Please print the data below verbatim, from the line containing "Mark every granite cliff with a bounding box." through the line containing "[99,0,111,229]", inclusive.

INPUT:
··········
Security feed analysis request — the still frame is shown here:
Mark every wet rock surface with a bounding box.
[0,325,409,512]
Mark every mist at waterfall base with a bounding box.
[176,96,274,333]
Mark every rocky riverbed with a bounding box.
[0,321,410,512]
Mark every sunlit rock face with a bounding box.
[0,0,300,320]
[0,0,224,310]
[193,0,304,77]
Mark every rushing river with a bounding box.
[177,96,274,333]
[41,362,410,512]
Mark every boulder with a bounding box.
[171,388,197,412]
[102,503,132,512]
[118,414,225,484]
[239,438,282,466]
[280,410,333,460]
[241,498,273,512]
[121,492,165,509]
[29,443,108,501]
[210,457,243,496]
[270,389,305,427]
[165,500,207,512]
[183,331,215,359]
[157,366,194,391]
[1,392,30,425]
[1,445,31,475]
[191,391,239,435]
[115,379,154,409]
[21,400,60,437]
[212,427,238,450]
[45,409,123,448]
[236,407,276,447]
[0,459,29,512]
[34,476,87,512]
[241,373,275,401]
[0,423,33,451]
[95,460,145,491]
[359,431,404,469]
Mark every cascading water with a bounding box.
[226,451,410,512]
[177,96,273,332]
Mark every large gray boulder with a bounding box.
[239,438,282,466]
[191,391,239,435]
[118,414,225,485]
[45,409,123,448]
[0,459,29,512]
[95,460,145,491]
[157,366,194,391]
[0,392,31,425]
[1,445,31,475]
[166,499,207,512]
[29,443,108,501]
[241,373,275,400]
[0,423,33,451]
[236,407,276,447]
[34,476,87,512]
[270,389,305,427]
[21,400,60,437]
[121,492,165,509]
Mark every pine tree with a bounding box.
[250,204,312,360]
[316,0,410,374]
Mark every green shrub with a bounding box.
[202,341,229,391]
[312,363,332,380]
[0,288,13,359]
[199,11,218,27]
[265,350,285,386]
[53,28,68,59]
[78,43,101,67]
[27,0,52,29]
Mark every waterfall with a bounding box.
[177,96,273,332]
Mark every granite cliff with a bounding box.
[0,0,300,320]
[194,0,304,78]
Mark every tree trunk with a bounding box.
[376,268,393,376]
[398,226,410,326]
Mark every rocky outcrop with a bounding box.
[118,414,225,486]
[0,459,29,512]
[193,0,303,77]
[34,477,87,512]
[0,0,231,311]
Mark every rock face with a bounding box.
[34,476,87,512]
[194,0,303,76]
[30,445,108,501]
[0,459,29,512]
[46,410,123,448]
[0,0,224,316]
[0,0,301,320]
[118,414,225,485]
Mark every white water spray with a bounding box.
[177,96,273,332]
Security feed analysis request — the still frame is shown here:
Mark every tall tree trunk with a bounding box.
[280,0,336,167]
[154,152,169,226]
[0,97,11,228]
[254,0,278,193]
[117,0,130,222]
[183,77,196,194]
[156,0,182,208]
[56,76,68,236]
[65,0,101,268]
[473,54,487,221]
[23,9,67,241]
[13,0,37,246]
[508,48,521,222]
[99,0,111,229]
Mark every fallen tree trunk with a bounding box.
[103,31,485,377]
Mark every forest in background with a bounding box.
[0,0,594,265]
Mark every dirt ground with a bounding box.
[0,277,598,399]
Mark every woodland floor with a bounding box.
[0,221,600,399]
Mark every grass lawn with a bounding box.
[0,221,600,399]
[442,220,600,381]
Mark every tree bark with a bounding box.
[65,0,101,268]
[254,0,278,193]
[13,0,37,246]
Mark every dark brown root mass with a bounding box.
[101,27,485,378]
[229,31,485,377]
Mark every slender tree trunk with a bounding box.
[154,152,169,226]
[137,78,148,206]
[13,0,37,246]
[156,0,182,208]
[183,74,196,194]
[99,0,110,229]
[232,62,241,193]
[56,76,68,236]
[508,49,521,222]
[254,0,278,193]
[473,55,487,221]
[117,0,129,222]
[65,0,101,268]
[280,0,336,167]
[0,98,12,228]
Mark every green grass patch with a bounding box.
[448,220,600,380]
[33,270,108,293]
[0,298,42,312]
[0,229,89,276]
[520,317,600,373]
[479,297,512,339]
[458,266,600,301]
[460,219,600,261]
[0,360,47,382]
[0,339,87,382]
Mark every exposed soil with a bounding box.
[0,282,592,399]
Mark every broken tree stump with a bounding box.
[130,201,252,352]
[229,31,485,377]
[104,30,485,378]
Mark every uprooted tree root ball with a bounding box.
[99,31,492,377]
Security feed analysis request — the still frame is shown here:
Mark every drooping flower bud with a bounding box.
··········
TASK RESULT:
Mark every granite cliff with a bounding box.
[0,0,300,320]
[194,0,304,78]
Mark every tree trunk with a bounding box.
[376,268,393,376]
[398,226,410,326]
Mark every rocky outcrop with a bounding box.
[118,414,225,486]
[0,459,29,512]
[193,0,303,77]
[34,477,87,512]
[0,0,231,311]
Mark every rock face with a bounding box.
[34,476,87,512]
[194,0,303,76]
[30,445,108,501]
[0,459,29,512]
[46,410,123,448]
[0,0,224,316]
[0,0,301,320]
[118,414,225,485]
Mark every white water spray with a bounding box.
[177,96,273,332]
Security feed analysis request — the still frame is shown here:
Mark every tall tree trunk with a bounding box.
[280,0,336,167]
[154,152,169,226]
[0,97,11,228]
[254,0,278,193]
[117,0,130,222]
[183,77,196,194]
[156,0,182,208]
[56,76,68,236]
[65,0,101,268]
[473,54,487,221]
[23,9,67,241]
[13,0,37,246]
[508,48,521,222]
[99,0,111,229]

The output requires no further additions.